**VORLIEGENDER AUSZUG:**
--------
Die wachsende Vielfalt politischer Kriminalromane verändert die Buchlandschaft. Der einstigen Schmuddelecke ist das Genre Krimi längst entwachsen, das wissen nicht nur Krimiexpert/innen. Doch jetzt spricht Kriminalliteratur extrem unterschiedliche Zielgruppen an, und wer gut beraten will, muss unterscheiden können. Die altvertrauten Kategorien Thriller, Whodunnit, Rätselkrimi schaffen es nicht mehr, die Möglichkeiten des Genres zu erfassen. Sie sagen etwas über Erzählmuster aus, aber gute Kriminalliteratur unterwirft sich solchen Mustern oft gar nicht. Sie spielt damit, verweigert Schematisches, zeigt sich als ernst gemeinte Gegenwarts-Prosa, grenzüberschreitend, die Realität kommentierend. Die Genre-Zugehörigkeit liegt in der treibenden Handlung, den Themen Gewalt und Verbrechen, der Betonung von Konflikten und Widersprüchen unserer Zeit. Das ist keine harmlose Unterhaltung, es ist politische Kultur. Und doch ist es Krimi. Von Else Laudan.
--------
**GEZEIGTE EINTRÄGE:**
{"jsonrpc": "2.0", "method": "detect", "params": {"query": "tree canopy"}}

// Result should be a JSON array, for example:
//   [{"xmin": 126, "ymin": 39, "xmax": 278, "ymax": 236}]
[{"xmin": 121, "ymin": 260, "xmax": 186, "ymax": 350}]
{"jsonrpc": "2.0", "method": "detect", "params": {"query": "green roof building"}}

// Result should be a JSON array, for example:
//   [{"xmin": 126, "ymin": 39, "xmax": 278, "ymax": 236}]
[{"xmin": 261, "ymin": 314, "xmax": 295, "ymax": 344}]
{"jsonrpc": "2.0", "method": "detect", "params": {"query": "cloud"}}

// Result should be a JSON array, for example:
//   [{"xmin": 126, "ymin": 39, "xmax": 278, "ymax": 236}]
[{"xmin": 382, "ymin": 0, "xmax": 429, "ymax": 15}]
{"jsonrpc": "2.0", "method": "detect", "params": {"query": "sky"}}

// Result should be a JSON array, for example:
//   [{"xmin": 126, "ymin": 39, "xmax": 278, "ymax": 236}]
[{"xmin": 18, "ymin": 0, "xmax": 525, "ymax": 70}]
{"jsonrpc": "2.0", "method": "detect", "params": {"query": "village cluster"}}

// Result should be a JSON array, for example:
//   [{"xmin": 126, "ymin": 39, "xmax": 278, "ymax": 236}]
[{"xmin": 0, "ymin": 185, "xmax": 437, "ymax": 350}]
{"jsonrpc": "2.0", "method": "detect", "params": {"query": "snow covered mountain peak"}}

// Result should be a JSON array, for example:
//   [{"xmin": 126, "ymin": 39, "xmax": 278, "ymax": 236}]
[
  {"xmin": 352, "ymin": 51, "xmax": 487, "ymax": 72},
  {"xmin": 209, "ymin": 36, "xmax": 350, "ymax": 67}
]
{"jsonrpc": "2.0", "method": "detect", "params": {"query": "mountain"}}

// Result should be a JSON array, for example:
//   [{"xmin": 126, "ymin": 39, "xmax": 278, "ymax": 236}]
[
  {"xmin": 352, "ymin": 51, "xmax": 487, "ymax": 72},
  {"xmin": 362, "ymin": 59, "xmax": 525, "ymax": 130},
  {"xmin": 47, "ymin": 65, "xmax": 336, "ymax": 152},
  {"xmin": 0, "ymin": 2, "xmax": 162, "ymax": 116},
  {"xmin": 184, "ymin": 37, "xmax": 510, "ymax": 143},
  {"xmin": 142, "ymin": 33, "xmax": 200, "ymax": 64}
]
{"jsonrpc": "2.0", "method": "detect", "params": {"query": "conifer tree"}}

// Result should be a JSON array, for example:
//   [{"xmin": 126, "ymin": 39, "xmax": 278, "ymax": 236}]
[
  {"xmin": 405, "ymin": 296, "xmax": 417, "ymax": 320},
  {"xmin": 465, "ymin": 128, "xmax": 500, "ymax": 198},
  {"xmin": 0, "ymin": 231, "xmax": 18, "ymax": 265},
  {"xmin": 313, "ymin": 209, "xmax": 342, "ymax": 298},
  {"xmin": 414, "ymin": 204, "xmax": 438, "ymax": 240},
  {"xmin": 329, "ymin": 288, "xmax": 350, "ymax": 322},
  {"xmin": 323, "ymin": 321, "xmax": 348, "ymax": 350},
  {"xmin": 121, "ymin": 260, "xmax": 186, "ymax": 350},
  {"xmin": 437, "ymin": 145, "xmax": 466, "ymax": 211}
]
--------
**AUFGABEN:**
(a) Welche altvertrauten Kategorien nennt der Text über politische Kriminalromane?
(b) Erkläre mit den Worten des Textes über politische Kriminalromane, warum die altvertrauten Kategorien die Möglichkeiten des Genres nicht mehr erfassen.
(c) Schreibe den Text über politische Kriminalromane im Anschluss an seinen letzten Satz weiter.

**LÖSUNGEN:**
(a) Thriller, Whodunnit und Rätselkrimi.

(b) Die Kategorien sagen etwas über Erzählmuster aus. Gute Kriminalliteratur unterwirft sich solchen Mustern aber oft gar nicht, sondern spielt damit, verweigert Schematisches und zeigt sich als ernst gemeinte, grenzüberschreitende Gegenwarts-Prosa, die die Realität kommentiert.

(c)
Anspruchsvolle politische Krimis erleben eine Blütezeit. Was bedeutet das kulturell und genrehistorisch?
Wir erleben seit einigen Jahren eine Konjunktur des sozialkritischen Kriminalromans, des Roman noir, des politischen Gesellschaftsromans mit Spannungsaspekten. Das beeinflusst die Zusammensetzung der Krimi-Zielgruppe stark. Leserschichten, die früher Krimis verschmähten, entwickeln immer stärkeres Interesse am Genre. Gerade in gebildeten Kreisen setzt sich die Sichtweise durch, dass Noirs und Politkrimis die Gesellschaftsromane unserer Zeit sind: Sie thematisieren Konflikte und Missstände, loten die Dimension des Verbrechens auf höherer Ebene aus und bilden soziale Realität ab. Diese Wahrhaftigkeit und Brisanz des Genres zieht starke Schriftsteller/innen an, die wiederum neue Leser/innen anziehen.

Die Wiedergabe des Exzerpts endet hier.